■ What to work on ■
What is the count of lines in the data that hold the string "spot"? State the number alone.
*** Block opens ***
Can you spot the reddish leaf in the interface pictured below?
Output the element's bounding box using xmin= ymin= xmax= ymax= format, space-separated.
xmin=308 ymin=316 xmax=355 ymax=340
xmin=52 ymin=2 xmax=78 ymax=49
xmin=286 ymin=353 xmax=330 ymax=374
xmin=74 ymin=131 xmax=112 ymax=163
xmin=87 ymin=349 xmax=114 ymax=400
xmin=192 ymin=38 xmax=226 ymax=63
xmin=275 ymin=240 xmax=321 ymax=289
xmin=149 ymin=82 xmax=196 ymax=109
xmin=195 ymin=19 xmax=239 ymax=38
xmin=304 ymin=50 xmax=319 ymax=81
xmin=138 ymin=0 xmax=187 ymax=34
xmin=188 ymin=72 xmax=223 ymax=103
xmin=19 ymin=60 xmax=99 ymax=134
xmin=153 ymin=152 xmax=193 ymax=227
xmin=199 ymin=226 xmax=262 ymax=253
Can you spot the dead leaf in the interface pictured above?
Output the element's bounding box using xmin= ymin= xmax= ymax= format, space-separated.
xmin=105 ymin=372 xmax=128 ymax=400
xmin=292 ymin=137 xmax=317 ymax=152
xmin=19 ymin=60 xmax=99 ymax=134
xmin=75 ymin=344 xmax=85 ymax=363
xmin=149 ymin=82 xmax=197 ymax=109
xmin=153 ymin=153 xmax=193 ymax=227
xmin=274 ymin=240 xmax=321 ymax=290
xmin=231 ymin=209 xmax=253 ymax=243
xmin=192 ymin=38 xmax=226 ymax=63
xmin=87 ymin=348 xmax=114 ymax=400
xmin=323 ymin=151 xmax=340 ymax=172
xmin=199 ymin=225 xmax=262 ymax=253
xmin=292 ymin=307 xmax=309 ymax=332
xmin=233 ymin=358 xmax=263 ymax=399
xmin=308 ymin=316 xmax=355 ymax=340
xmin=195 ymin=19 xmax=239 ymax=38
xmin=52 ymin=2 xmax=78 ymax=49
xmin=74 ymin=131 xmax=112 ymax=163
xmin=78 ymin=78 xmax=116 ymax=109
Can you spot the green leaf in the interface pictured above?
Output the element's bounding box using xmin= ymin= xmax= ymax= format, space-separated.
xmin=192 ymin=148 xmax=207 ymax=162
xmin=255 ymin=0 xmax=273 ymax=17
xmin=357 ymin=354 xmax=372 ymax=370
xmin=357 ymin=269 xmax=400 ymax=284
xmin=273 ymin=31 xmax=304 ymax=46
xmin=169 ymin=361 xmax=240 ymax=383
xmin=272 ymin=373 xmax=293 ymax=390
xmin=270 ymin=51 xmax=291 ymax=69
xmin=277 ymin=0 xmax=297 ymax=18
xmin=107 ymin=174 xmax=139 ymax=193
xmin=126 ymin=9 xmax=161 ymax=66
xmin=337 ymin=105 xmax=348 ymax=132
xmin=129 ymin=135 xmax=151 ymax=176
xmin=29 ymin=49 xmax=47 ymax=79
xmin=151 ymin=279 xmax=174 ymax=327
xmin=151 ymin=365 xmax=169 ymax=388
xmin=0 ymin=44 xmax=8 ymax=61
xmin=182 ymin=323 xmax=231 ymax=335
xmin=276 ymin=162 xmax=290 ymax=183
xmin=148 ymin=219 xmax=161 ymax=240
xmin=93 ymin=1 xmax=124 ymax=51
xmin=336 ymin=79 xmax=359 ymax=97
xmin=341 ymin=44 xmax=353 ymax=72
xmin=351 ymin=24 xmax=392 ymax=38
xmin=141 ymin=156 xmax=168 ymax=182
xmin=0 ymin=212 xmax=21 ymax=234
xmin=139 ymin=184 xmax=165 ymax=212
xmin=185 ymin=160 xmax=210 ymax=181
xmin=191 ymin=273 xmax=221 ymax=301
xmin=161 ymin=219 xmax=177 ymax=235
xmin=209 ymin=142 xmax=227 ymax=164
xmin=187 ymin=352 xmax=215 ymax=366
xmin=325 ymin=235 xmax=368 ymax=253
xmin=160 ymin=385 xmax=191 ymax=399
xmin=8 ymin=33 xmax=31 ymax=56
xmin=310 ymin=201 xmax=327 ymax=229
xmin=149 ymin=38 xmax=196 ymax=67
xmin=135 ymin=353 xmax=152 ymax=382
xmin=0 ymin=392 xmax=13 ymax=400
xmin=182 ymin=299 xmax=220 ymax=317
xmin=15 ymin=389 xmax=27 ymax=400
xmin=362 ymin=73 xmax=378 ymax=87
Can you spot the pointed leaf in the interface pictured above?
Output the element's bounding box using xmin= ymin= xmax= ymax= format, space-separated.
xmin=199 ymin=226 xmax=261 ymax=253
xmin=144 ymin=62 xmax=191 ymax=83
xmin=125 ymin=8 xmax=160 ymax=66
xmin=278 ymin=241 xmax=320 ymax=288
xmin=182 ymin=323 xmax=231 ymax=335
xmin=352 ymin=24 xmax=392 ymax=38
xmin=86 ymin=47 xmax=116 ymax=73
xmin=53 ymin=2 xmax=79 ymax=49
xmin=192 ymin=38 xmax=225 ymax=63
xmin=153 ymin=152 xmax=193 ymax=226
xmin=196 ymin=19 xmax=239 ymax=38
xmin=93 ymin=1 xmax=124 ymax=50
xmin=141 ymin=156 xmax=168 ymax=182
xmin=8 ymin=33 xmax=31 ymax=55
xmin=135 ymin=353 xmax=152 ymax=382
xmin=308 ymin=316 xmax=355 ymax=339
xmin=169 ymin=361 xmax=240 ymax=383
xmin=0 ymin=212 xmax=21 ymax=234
*** Block closes ***
■ Final answer ■
4